TEXT BLOCK:
Tag Archives: insight

october 2008 buddhist carnival, part 2

here is part 2 of the october 2008 buddhist carnival. you can find the first part here, where we focused exclusively on posts that discuss poverty in a buddhist context.

vipassana no. 1: this, too

i’ve been “enjoying my breath” on the regular four times a week for almost a year. i say hello to my in-breath, and say good-bye to the out. when thoughts arise in my big brain, i note them, label them and release; as is the practice in vipassana or “insight” style meditation. and when a pesky thought appears, there is no need to push it away. following the advice of my imaginary best friends tara brach and jack kornfield i simply bow to that thought saying, “this too.” please, my apartment is not huge, but my heart is! tara and jack told me so! so it goes a little something like this…

in, out, in, out, chocolate cake-thought!, in, out, in, chocolate cake-thought, out, in, out, in, there’s a murderer in my apartment-ahhh fear, out, in, out, in, out, i want to go to australia -planning, in, out, in, out, in, out, ohhh, this is nice-pleasure, in, out, in, out, paula abdul-weird, in, out, in, out….

more of this at sarah jackson’s end of summer metta sale.

vipassana no.2: clear perception
if insight or vipassana meditation is something you’ve been thinking about trying, and if you’d also like to explore its more serious angle, you might find this article useful. it goes into some detail, for example here, where it explains where the word comes from:

insight meditation or vipassana comes directly from the sitipatthana sutra, a discourse attributed to the buddha himself. the pali term for insight meditation is vipassana bhavana. bhavana stems from the root ‘bhu’ meaning to grow or become. therefore bhavana means to cultivate and when used in reference to the mind it means mental cultivation. vipassana is derived from ‘passana’ meaning perceiving and ‘vi’ which means ‘in a special way’ and possesses connotations of both ‘into’ and ‘through’. thus the whole meaning of vipassana is: looking into a thing with clarity and precision, seeing each component as distinct and separate and piercing all the way through so as to perceive the most fundamental reality of that thing.

read more at meditation – method, effects and purpose within buddhism.

past, future, present
the buddha said

do not dwell in the past, do not dream of the future, concentrate the mind on the present moment.

SOURCE DATA:
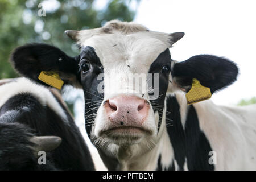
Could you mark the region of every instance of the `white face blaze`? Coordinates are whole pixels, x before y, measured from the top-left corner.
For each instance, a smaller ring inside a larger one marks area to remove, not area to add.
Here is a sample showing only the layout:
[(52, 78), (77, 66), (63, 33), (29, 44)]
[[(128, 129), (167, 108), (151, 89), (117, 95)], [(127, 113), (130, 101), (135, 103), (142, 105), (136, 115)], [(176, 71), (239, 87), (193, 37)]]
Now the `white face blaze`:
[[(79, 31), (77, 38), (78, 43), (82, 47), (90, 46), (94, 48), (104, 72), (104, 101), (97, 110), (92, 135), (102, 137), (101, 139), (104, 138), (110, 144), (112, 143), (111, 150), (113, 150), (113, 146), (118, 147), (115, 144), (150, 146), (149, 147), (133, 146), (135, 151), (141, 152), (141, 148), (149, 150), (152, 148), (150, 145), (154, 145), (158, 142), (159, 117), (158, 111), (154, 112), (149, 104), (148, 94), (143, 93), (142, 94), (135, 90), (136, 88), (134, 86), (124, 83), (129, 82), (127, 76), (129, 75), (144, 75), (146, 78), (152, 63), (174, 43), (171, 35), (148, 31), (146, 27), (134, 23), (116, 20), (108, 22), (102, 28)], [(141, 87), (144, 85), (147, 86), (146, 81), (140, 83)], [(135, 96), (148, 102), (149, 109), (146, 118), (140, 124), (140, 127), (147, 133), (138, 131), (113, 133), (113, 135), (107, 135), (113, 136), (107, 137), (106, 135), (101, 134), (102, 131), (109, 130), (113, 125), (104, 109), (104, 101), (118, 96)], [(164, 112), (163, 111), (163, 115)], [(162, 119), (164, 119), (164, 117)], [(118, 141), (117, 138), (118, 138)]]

EXERCISE AIM: In the Buddhist carnival post, write out the passage between "insight meditation or" and "of that thing.", inclusive, substituting "cultivation of the mind" for "mental cultivation".

TASK OUTPUT:
insight meditation or vipassana comes directly from the sitipatthana sutra, a discourse attributed to the buddha himself. the pali term for insight meditation is vipassana bhavana. bhavana stems from the root ‘bhu’ meaning to grow or become. therefore bhavana means to cultivate and when used in reference to the mind it means cultivation of the mind. vipassana is derived from ‘passana’ meaning perceiving and ‘vi’ which means ‘in a special way’ and possesses connotations of both ‘into’ and ‘through’. thus the whole meaning of vipassana is: looking into a thing with clarity and precision, seeing each component as distinct and separate and piercing all the way through so as to perceive the most fundamental reality of that thing.